Search the records that follow and extract every line containing the string "debris".

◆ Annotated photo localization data
============================================================

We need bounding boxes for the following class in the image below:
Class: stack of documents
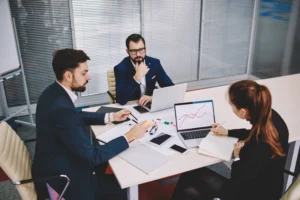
[198,133,238,161]
[118,144,169,174]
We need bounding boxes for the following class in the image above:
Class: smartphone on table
[170,144,188,155]
[149,132,173,147]
[133,105,149,114]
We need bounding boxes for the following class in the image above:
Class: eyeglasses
[129,48,146,55]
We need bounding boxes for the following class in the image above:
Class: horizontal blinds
[72,0,141,95]
[200,0,254,79]
[143,0,201,83]
[5,0,72,106]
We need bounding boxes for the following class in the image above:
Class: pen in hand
[215,121,226,129]
[211,121,226,136]
[131,119,138,124]
[130,113,138,121]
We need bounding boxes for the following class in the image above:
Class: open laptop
[174,100,216,148]
[144,83,187,112]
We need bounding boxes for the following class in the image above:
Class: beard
[71,81,88,92]
[131,56,145,64]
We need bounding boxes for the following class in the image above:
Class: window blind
[72,0,141,95]
[200,0,254,79]
[143,0,201,83]
[5,0,72,107]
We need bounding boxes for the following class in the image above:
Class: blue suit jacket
[114,56,174,105]
[32,82,129,200]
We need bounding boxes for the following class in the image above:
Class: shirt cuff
[133,76,141,84]
[110,112,114,122]
[233,157,240,162]
[123,135,129,144]
[104,113,109,124]
[104,113,115,124]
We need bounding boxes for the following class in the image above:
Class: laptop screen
[174,100,215,132]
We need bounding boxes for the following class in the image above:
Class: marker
[156,118,173,125]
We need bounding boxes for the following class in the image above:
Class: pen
[130,113,138,121]
[215,121,226,129]
[131,119,138,124]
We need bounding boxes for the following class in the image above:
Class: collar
[56,80,78,103]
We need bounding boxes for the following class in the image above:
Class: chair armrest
[11,174,70,200]
[107,90,116,103]
[284,169,299,177]
[23,138,36,143]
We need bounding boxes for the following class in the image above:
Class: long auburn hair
[229,80,285,158]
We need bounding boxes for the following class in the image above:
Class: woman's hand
[233,142,244,159]
[210,123,228,136]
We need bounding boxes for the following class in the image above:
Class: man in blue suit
[114,34,174,105]
[32,49,152,200]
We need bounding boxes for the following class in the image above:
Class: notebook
[198,133,238,161]
[118,144,169,174]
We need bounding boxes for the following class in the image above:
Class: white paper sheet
[118,143,169,174]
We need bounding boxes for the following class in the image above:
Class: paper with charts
[175,101,215,131]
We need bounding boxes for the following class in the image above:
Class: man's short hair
[126,34,146,49]
[52,48,90,81]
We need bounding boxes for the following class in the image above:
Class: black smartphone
[149,133,173,147]
[170,144,188,154]
[133,105,149,114]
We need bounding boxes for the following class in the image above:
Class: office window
[143,0,201,83]
[5,0,72,106]
[200,0,254,79]
[72,0,141,96]
[252,0,300,78]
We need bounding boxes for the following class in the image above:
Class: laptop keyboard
[180,129,210,140]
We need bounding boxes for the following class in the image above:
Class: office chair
[0,122,70,200]
[213,169,300,200]
[280,170,300,200]
[107,69,117,104]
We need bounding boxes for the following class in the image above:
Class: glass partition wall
[3,0,300,116]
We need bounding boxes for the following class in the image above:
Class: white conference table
[84,74,300,200]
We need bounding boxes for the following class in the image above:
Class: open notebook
[198,133,238,161]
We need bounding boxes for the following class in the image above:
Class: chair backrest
[281,175,300,200]
[0,122,37,200]
[107,69,116,104]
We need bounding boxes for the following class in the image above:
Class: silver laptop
[174,100,216,148]
[144,83,187,112]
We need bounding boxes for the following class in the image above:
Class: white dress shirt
[131,59,147,96]
[56,81,113,123]
[56,81,128,143]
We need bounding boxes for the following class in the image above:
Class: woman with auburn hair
[172,80,289,200]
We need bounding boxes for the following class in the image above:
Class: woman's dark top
[220,109,289,200]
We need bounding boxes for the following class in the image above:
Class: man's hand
[134,62,149,82]
[138,95,152,107]
[113,109,131,122]
[210,123,228,136]
[233,142,244,159]
[125,121,154,142]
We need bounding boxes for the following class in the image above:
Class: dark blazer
[32,82,129,200]
[220,109,289,200]
[114,56,174,105]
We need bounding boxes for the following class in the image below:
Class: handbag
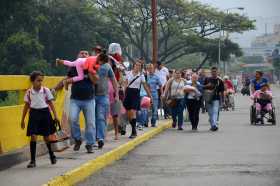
[165,79,181,108]
[49,120,71,152]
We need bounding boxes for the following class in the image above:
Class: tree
[96,0,254,64]
[0,32,49,74]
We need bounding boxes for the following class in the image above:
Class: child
[20,71,59,168]
[56,56,100,89]
[251,83,272,122]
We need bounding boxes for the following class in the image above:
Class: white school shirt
[155,67,169,86]
[126,71,146,89]
[24,87,54,109]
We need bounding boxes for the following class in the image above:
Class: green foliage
[166,54,203,69]
[0,91,18,107]
[0,32,45,74]
[0,0,255,75]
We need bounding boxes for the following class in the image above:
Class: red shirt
[224,80,234,90]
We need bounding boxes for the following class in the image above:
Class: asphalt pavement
[78,86,280,186]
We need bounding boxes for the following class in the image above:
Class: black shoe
[73,139,82,151]
[144,123,149,127]
[210,126,218,131]
[50,155,57,165]
[27,161,36,168]
[172,122,176,128]
[129,134,137,139]
[178,127,183,131]
[98,140,104,149]
[85,144,94,153]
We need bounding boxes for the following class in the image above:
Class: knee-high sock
[30,141,36,162]
[46,142,55,158]
[130,119,137,134]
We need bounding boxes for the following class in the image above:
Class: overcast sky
[197,0,280,47]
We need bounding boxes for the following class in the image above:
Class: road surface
[79,87,280,186]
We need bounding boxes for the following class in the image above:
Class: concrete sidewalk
[0,121,170,186]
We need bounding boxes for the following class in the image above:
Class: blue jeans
[171,98,185,128]
[137,108,148,126]
[151,94,159,126]
[70,99,96,145]
[95,95,109,141]
[206,100,220,128]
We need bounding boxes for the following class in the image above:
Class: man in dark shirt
[68,65,99,153]
[204,67,224,131]
[57,50,99,154]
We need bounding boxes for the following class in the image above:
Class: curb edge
[43,121,171,186]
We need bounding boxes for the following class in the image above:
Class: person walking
[185,73,203,131]
[198,69,207,113]
[69,59,99,153]
[163,70,187,130]
[155,61,170,119]
[123,60,152,138]
[146,63,163,127]
[204,67,224,131]
[20,71,58,168]
[95,52,119,148]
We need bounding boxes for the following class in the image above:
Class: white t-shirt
[126,71,146,89]
[24,87,54,109]
[155,67,169,86]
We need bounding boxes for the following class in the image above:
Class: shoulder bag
[166,79,181,108]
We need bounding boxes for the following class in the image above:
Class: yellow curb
[43,121,171,186]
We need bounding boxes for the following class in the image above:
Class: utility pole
[151,0,158,65]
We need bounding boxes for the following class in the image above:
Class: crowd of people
[20,42,272,169]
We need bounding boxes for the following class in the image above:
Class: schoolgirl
[123,60,152,138]
[20,71,59,168]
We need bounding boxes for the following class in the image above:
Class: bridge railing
[0,75,72,154]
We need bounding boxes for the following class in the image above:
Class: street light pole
[151,0,158,65]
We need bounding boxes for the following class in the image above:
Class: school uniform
[24,87,56,137]
[123,71,146,138]
[123,71,146,111]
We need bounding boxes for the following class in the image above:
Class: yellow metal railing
[0,75,69,153]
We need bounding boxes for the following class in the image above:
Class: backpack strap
[27,89,31,105]
[28,87,49,105]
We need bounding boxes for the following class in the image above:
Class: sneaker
[85,144,94,153]
[210,126,218,131]
[98,140,104,149]
[138,125,143,130]
[27,161,36,168]
[73,140,82,151]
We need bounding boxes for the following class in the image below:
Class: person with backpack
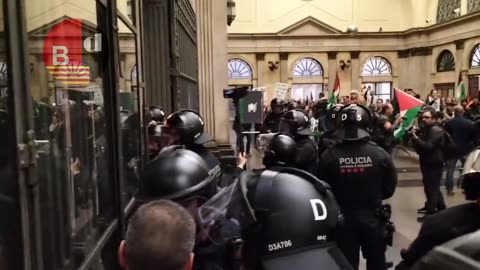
[444,106,475,195]
[410,107,447,222]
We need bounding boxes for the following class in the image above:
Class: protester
[410,108,447,222]
[373,103,403,154]
[466,97,480,118]
[444,105,475,195]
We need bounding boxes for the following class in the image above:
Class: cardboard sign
[274,83,289,100]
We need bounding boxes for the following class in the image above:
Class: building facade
[228,0,480,101]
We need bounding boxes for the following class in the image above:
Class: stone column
[456,39,466,94]
[195,0,230,144]
[350,51,360,90]
[279,52,289,83]
[327,52,337,93]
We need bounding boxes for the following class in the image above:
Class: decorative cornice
[410,47,432,56]
[455,39,465,50]
[398,49,410,58]
[397,47,433,58]
[228,11,480,39]
[350,51,360,59]
[327,52,337,60]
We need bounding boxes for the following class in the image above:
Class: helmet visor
[256,133,279,154]
[462,148,480,176]
[278,120,295,137]
[198,179,240,226]
[197,176,256,227]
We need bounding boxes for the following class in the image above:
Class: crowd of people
[117,87,480,270]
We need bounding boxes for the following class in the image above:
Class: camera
[223,86,249,100]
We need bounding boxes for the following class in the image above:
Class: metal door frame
[4,0,40,269]
[3,0,127,269]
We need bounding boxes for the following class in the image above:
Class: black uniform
[396,203,480,269]
[373,114,395,154]
[318,130,341,158]
[279,109,318,174]
[188,144,222,181]
[295,136,318,175]
[194,218,241,270]
[318,104,397,270]
[260,112,283,133]
[319,141,397,270]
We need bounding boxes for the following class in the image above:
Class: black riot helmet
[261,133,298,167]
[461,147,480,201]
[334,104,372,141]
[279,109,312,137]
[326,104,344,131]
[146,106,165,137]
[197,168,350,270]
[270,98,286,114]
[147,106,166,123]
[412,230,480,270]
[163,110,213,145]
[136,146,217,203]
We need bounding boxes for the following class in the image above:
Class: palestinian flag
[328,72,340,108]
[393,88,424,140]
[456,72,467,102]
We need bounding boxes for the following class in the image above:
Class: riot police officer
[318,104,343,157]
[197,168,353,270]
[136,146,240,270]
[261,98,286,133]
[318,104,398,270]
[146,106,166,159]
[396,146,480,270]
[256,133,298,168]
[279,109,318,174]
[163,110,222,181]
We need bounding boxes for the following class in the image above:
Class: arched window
[362,56,392,76]
[131,64,137,81]
[471,44,480,69]
[228,58,252,79]
[437,50,455,72]
[0,60,7,79]
[292,57,323,77]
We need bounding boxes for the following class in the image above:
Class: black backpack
[442,131,458,160]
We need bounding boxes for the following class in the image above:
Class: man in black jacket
[374,103,403,154]
[411,108,447,222]
[444,106,475,195]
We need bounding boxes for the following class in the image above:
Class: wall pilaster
[196,0,230,143]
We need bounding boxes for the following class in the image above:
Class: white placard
[84,84,103,105]
[274,83,289,100]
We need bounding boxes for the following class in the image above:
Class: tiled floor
[232,133,468,269]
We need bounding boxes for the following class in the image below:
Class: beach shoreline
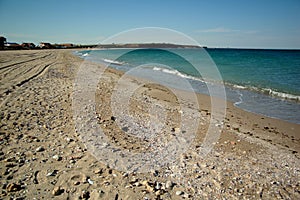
[90,53,300,152]
[75,48,300,125]
[0,49,299,199]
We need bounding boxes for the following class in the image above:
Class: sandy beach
[0,49,299,199]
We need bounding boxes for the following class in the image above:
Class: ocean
[75,48,300,124]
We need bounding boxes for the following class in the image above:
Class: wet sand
[0,49,299,199]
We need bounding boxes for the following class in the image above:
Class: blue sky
[0,0,300,48]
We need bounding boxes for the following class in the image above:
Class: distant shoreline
[1,41,300,51]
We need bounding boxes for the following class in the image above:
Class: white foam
[226,82,300,102]
[152,66,205,83]
[103,58,124,65]
[262,88,300,101]
[234,90,243,106]
[233,84,247,89]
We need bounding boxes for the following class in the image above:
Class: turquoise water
[209,49,300,98]
[75,48,300,124]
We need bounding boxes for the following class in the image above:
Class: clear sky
[1,0,300,49]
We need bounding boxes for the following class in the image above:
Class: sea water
[75,48,300,124]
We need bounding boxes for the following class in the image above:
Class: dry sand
[0,49,299,199]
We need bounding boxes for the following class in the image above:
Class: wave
[226,83,300,102]
[232,84,247,89]
[75,52,89,57]
[152,66,205,83]
[261,88,300,101]
[152,66,300,102]
[103,58,124,65]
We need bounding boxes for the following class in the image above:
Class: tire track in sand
[0,50,59,104]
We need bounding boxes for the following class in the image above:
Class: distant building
[39,42,53,49]
[53,43,74,49]
[60,43,74,48]
[0,36,6,50]
[21,43,36,49]
[5,42,22,50]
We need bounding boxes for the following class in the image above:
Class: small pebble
[6,183,21,192]
[176,191,184,196]
[36,146,45,152]
[65,137,73,142]
[171,127,181,133]
[155,190,161,196]
[87,178,94,185]
[94,168,103,174]
[46,170,57,177]
[155,182,161,190]
[81,190,90,199]
[73,181,80,185]
[52,186,63,196]
[165,180,174,189]
[52,155,61,161]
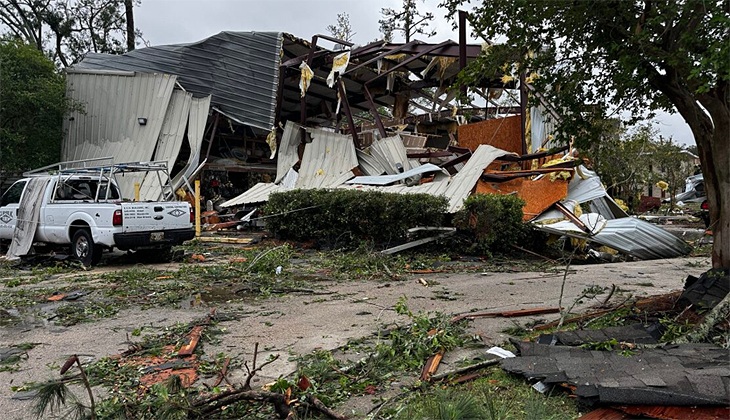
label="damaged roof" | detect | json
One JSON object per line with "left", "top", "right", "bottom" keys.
{"left": 502, "top": 341, "right": 730, "bottom": 406}
{"left": 76, "top": 31, "right": 284, "bottom": 131}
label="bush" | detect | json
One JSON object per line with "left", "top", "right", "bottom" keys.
{"left": 262, "top": 189, "right": 448, "bottom": 248}
{"left": 453, "top": 193, "right": 529, "bottom": 256}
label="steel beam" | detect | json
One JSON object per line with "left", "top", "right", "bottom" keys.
{"left": 364, "top": 85, "right": 387, "bottom": 137}
{"left": 337, "top": 79, "right": 360, "bottom": 148}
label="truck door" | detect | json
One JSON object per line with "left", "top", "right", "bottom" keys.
{"left": 0, "top": 180, "right": 27, "bottom": 240}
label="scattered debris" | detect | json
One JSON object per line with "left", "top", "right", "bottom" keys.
{"left": 451, "top": 307, "right": 561, "bottom": 322}
{"left": 501, "top": 341, "right": 730, "bottom": 406}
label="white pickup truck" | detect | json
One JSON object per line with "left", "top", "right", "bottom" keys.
{"left": 0, "top": 173, "right": 194, "bottom": 265}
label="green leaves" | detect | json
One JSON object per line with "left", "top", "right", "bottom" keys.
{"left": 263, "top": 189, "right": 448, "bottom": 248}
{"left": 453, "top": 193, "right": 529, "bottom": 256}
{"left": 0, "top": 40, "right": 70, "bottom": 172}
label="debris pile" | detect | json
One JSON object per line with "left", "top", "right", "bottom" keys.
{"left": 221, "top": 119, "right": 690, "bottom": 260}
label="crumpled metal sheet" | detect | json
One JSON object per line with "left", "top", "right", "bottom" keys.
{"left": 296, "top": 128, "right": 358, "bottom": 189}
{"left": 346, "top": 163, "right": 444, "bottom": 185}
{"left": 535, "top": 215, "right": 691, "bottom": 260}
{"left": 7, "top": 177, "right": 52, "bottom": 258}
{"left": 222, "top": 144, "right": 507, "bottom": 212}
{"left": 275, "top": 121, "right": 303, "bottom": 184}
{"left": 569, "top": 166, "right": 628, "bottom": 219}
{"left": 356, "top": 149, "right": 387, "bottom": 176}
{"left": 170, "top": 95, "right": 212, "bottom": 194}
{"left": 76, "top": 31, "right": 283, "bottom": 132}
{"left": 369, "top": 135, "right": 415, "bottom": 175}
{"left": 139, "top": 89, "right": 192, "bottom": 200}
{"left": 62, "top": 71, "right": 178, "bottom": 198}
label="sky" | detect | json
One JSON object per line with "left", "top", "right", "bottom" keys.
{"left": 136, "top": 0, "right": 694, "bottom": 145}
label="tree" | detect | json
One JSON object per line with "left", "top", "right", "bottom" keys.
{"left": 586, "top": 122, "right": 655, "bottom": 209}
{"left": 442, "top": 0, "right": 730, "bottom": 268}
{"left": 651, "top": 137, "right": 695, "bottom": 211}
{"left": 379, "top": 0, "right": 436, "bottom": 43}
{"left": 0, "top": 0, "right": 142, "bottom": 67}
{"left": 0, "top": 40, "right": 72, "bottom": 173}
{"left": 326, "top": 12, "right": 355, "bottom": 43}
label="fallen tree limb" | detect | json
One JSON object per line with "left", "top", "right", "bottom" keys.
{"left": 195, "top": 389, "right": 292, "bottom": 418}
{"left": 672, "top": 293, "right": 730, "bottom": 344}
{"left": 307, "top": 396, "right": 348, "bottom": 419}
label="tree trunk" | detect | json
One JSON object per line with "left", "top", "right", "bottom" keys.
{"left": 124, "top": 0, "right": 135, "bottom": 51}
{"left": 647, "top": 70, "right": 729, "bottom": 269}
{"left": 684, "top": 108, "right": 729, "bottom": 269}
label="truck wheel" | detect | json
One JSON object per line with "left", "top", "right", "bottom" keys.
{"left": 71, "top": 229, "right": 102, "bottom": 266}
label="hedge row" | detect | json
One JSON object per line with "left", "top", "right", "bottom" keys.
{"left": 263, "top": 189, "right": 448, "bottom": 247}
{"left": 453, "top": 193, "right": 529, "bottom": 256}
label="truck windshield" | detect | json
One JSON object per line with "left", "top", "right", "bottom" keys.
{"left": 54, "top": 179, "right": 120, "bottom": 201}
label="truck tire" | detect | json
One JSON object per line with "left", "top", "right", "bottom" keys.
{"left": 71, "top": 229, "right": 102, "bottom": 266}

============================================================

◆ Finished task
label="scattered debris" | detect | json
label="debris pile" | detect | json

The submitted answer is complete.